● DOCUMENT TEXT:

============================================================

On some of these issues, Ovide’s response is that “social issues” aren’t important, that this election should be about the economy. That is what Ovide’s wing of the Republican Party told us in 2010. The next thing we knew we were arguing over birth control and whether Barack Obama was born in Kenya, Egypt or Hawaii.

Ovide’s economic positions aren’t terrific, either. In a debate he said he wants a new economic plan to be done before proceeding further with our 10 year highway plan — a plan already based on studying and prioritizing the state’s infrastructure needs. When it was pointed out that a new study would delay the 93 widening project, he backtracked, but it showed that he did not have enough familiarity with the process. On commuter rail, he wants to study extending it to Nashua, ignoring the major positive impact it would have on the rest of the state if extended. The only expanded legalized gambling proposal he would consider is Rockingham Park, rather than an open, competitive bid process that would provide a better return for the state.

============================================================

● RECORDED DATA:
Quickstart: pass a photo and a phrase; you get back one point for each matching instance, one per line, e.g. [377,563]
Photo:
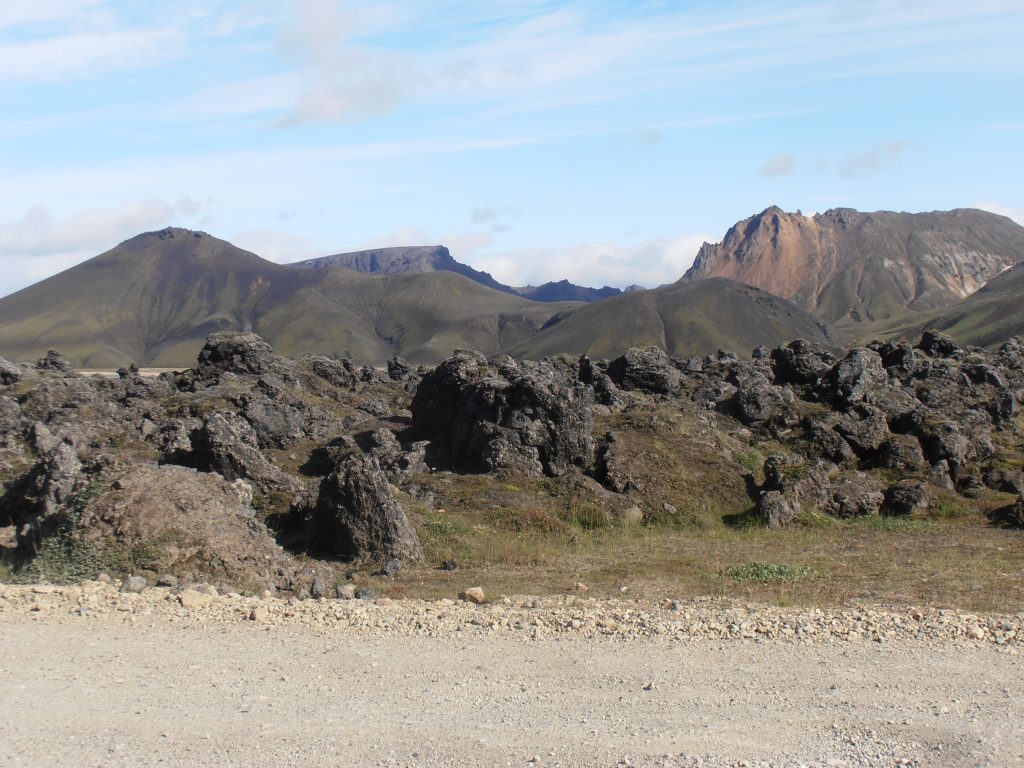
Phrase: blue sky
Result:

============================================================

● TASK DIRECTIONS: Can you resume the commentary on Ovide's campaign positions from its last sentence?

● RESPONSE TO THE TASK:
This is the same Ovide Lamontagne who was too extreme for New Hampshire in 1996, when he lost the governor’s race to Jeanne Shaheen. This is the same Ovide Lamontagne who recently called himself the Tea Party favorite. He is not New Hampshire.

Kathy Sullivan is a Manchester attorney and member of the Democratic National Committee. She was chairman of the New Hampshire Democratic Party from 1999-2007.